# Text segment
##############################

In his book "A Whale for the Killing," first published in 1972, with a slightly revised new edition in 2005, Farley Mowat writes (p. 42 of the Stackpole Books paperback):

<<
It is true that in 1946 an organization had been formed with the publicly stated intention of giving protection to the threatened species of whales and of regulating the hunt.  This was the International Whaling Commission, whose headquarters were (and remain) in Norway [no; but see below], which also happened to be headquarters for the world's most efficient whale killers.  But despite the employment of many good and dedicated men, the Commission was run for, and by, the whalers; and in such a manner that, instead of helping to preserve and conserve the vanishing whale stocks, it served as a cynical device to divert attention from the truth.  It served to mask the insatiable greed which lay behind the slaughter, by promulgating regulations which apppeared wise and humane but which, in fact, were useless ... and sometimes worse than that.
>>

Some readers would call that pretty cynical too; and yet it sounds quite credible.  The Wikipedia article by contrast seems to go along nicely with the "diversion of attention from the truth," however:

http://en.wikipedia.org/wiki/International_Whaling_Commis ....

Note that according to that article, the headquarters are no longer in Norway, but in Cambridge, England.  And Norway has in fact withdrawn from the IWC.  In his survey of the history of whaling, Mowat makes much of the Norwegians' especially destructive role.  It was a Norwegian who invented the harpoon gun, for example; and they were the first to deploy whaling fleets, including a processing "mother ship" and very swift small chasers.

##############################

# Listing
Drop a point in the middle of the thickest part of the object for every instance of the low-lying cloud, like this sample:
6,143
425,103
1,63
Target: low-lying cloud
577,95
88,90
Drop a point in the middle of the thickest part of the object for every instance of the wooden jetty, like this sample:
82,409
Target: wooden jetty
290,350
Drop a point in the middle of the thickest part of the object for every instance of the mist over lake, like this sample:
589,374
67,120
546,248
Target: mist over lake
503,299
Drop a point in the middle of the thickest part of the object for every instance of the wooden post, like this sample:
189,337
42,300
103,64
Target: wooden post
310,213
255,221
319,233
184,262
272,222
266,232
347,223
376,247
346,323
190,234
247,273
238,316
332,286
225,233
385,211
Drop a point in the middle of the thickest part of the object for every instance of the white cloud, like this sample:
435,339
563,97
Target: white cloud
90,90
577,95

##############################

# Short exercise
Answer these questions from the passage on the International Whaling Commission.
1. In what year was the International Whaling Commission formed?
2. Where are the Commission's headquarters located, according to the Wikipedia article?
3. What did a Norwegian invent?

# Output for this exercise
1. 1946
2. Cambridge, England
3. The harpoon gun